• [STATED PROBLEM 1]
Copy word for word the part of the passage about the Prominence prosthetic foot that opens with the words containing "A team of Johns" and closes with "4 inches high.".
• [STATED PROBLEM 2]
Summarize the passage about the Prominence prosthetic foot in three sentences.

• [PROVIDED PASSAGE]
──────────────────────────────

A team of Johns Hopkins University students, working with a Johns Hopkins physician and outside prosthetics experts, has developed an early version of a potential solution. Called the “Prominence,” it would be the first prosthetic foot on the market that is not custom made that adapts to popular fashion for heels up to 4 inches high.
“High heels have become an integral part of the female lifestyle in modern society, permeating through all aspects of life – professional and social,” the five students who graduated earlier this month from the university’s Whiting School of Engineering wrote in their final project report. “For female veterans of the U.S. armed services with lower limb amputations, that seemingly innocuous, but so pervasive, and decidedly feminine part of their lives is gone.”
Scores of prosthetic feet are available on the market, but most are built to fit men’s shoes, and none can adjust to a heel more than 2 inches high. That’s less than the average women’s heel height in the United States.
With some 2,100 American women who lost a leg or foot in military service, and more women entering combat assignments, the demand for a prosthesis that accommodates women’s fashion footwear is sure to grow. The students – who created the Prominence as their final senior project in mechanical engineering – hope their work can help.
The challenge was daunting: create a foot that adjusts without a separate tool to a range of heel heights, holds position without slipping, supports up to 250 pounds, weighs less than 3 pounds and, of course, is slender enough to accommodate a woman’s shoe.

──────────────────────────────

• [RECORDED INFORMATION]

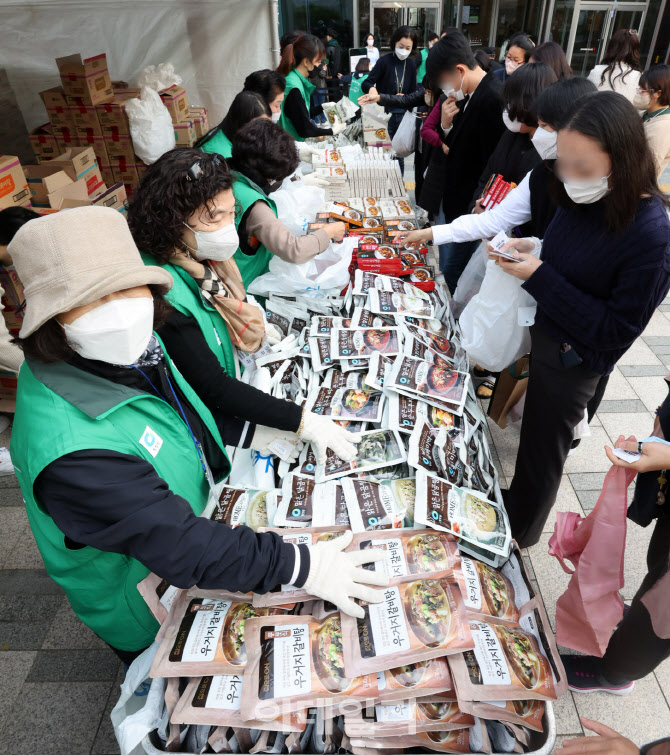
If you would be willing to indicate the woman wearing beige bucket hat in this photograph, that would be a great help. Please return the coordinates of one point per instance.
(115, 452)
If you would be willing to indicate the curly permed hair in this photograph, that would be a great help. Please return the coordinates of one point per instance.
(178, 184)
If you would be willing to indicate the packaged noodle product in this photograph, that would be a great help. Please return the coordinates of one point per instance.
(204, 636)
(215, 700)
(295, 663)
(386, 302)
(511, 662)
(417, 554)
(527, 713)
(384, 505)
(158, 595)
(416, 621)
(486, 591)
(347, 403)
(465, 513)
(236, 506)
(362, 342)
(406, 717)
(376, 449)
(284, 594)
(429, 382)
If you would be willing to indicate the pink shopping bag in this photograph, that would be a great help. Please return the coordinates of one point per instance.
(590, 608)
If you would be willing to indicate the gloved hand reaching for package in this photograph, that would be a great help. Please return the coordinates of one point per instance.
(323, 434)
(337, 576)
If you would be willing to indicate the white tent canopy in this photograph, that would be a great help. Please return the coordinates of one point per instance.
(213, 44)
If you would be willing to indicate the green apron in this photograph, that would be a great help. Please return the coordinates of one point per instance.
(61, 409)
(185, 297)
(295, 80)
(246, 193)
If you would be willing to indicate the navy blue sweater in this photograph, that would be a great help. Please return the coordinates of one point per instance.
(597, 290)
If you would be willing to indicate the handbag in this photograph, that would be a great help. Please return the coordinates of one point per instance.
(589, 610)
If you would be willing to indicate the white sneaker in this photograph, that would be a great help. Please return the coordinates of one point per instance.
(6, 466)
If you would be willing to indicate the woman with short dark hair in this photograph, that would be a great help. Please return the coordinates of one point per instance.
(263, 156)
(653, 96)
(245, 107)
(620, 69)
(605, 268)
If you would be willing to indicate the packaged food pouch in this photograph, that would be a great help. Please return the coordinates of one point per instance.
(283, 594)
(417, 620)
(215, 700)
(384, 505)
(511, 662)
(398, 305)
(204, 635)
(358, 404)
(418, 554)
(435, 385)
(158, 595)
(406, 717)
(363, 342)
(376, 449)
(529, 713)
(295, 663)
(237, 506)
(462, 512)
(486, 591)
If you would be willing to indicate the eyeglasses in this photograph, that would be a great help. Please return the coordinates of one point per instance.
(195, 171)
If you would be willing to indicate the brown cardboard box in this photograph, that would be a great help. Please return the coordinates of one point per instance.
(113, 114)
(54, 97)
(44, 179)
(88, 79)
(14, 189)
(43, 141)
(184, 133)
(175, 100)
(80, 162)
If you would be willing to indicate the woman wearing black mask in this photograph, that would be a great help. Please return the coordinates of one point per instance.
(263, 156)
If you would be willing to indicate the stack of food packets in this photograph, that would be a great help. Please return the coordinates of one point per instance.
(458, 656)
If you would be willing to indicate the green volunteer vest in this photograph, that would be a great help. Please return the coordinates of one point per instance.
(295, 80)
(219, 144)
(421, 68)
(356, 88)
(61, 409)
(185, 297)
(246, 193)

──────────────────────────────

• [RESPONSE 1]
A team of Johns Hopkins University students, working with a Johns Hopkins physician and outside prosthetics experts, has developed an early version of a potential solution. Called the “Prominence,” it would be the first prosthetic foot on the market that is not custom made that adapts to popular fashion for heels up to 4 inches high.

• [RESPONSE 2]
Johns Hopkins University students, working with a Johns Hopkins physician and outside prosthetics experts, developed an early version of the Prominence, which would be the first prosthetic foot on the market that is not custom made to adapt to heels up to 4 inches high. Most prosthetic feet available are built to fit men's shoes and none can adjust to a heel more than 2 inches high, while about 2,100 American women have lost a leg or foot in military service. The design had to adjust to a range of heel heights without a separate tool, hold position without slipping, support up to 250 pounds, weigh less than 3 pounds and be slender enough for a woman's shoe.